DOCUMENT:
Whether or not we choose to line up outside the Apple Store every September for the latest iPhone launch, most of us nowadays replace our smartphones with some regularity. After all, it’s still common to buy handsets on 18 or 24-month contracts and then upgrade again after they expire. The outcome? We end up with stacks of perfectly good technology kicking around unused.

There is, of course, one solution to this problem: selling your old smartphones on eBay. It’s eminently possible to make a tidy sum this way, particularly now network operators are more lenient with their device-locking policies than they used to be.

How do you prepare a mobile device for sale on eBay? Well, the site itself has its own list of pointers, which include setting a reasonable price, writing a concise and accurate description, and taking lots of pretty pictures.

However, one thing that isn’t covered is securely erasing your data. Nobody in their right mind would sell a smartphone full of their old selfies, so it’s important to take steps to ensure the transaction won’t put your personal information at risk.

Most handsets have a factory reset function. Alarmingly, though, there’s evidence to suggest even this isn’t enough to protect your privacy. Last year, security vendor Avast bought 20 used Android devices off eBay and was able to recover a staggering 40,000 supposedly deleted photos, of which over 1,000 contained nudity. It also dug up 750 emails and text messages sent and received by the smartphones’ previous owners. Cambridge University also┬ádiscovered this with their own study this year.

Don’t like the idea of this happening to your data? Follow our checklist to ensure you’re only auctioning off hardware in you eBay smartphone sale, not your privacy.

Step 1: Remove your SIM card

You probably shouldn’t need to be told to remove the SIM card from your old smartphone before shipping it out to an eBay buyer, but there’s always a chance you might overlook this if you’re switching to a new network and are therefore getting a replacement SIM.

EXERCISE DIRECTIONS:
Continue the article on safely selling an old smartphone on eBay, starting right after its last sentence.

SUPPLIED MATERIAL:

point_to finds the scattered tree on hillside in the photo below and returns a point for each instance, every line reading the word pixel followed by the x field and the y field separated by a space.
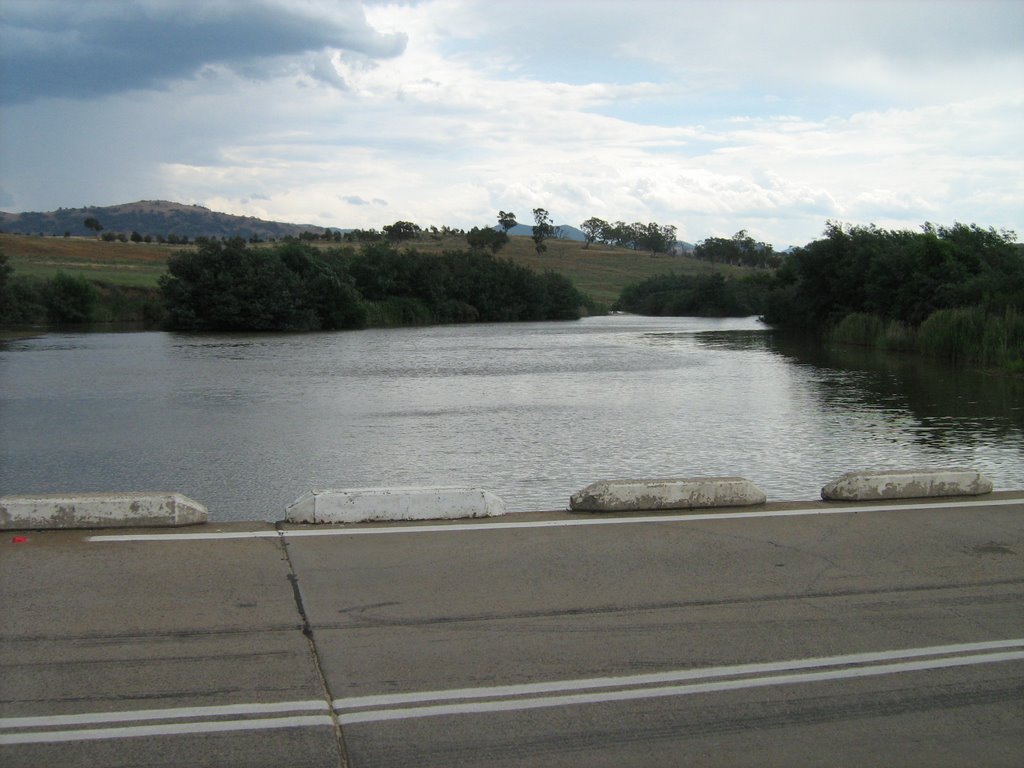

TASK RESULT:
A SIM card can contain quite a lot of personal information, including contacts, SMS data and call logs, and should be of absolutely no value to the person who purchases your old device. As such, you should always remove it prior to the sale, preferably disposing of it securely if you aren’t going to use it again.

Step 2: Remove or wipe your microSD card

Many modern smartphones have microSD card slots, allowing users to expand on their limited internal storage with additional flash memory for photos, videos and other data. As with a SIM card, there’s a chance you might overlook removing a microSD card from a device you’re preparing to sell on eBay. Or, if you’re switching to a handset that offers internal storage only, you might choose to bundle your old one with the smartphone to sweeten the deal for the buyer.

If this is the case, be sure to securely erase the card’s contents. Simply deleting the files might not be enough, so consider the use of a specialist data destruction tool such as Blancco Flash.

Step 3: Turn on device encryption (Android only)

This brings us up to the point at which you’d normally carry out a factory reset and, without further ado, get the bidding started. But wait, you ask, what about that Avast study we mentioned earlier? Didn’t that make out that Android’s factory reset function is basically useless?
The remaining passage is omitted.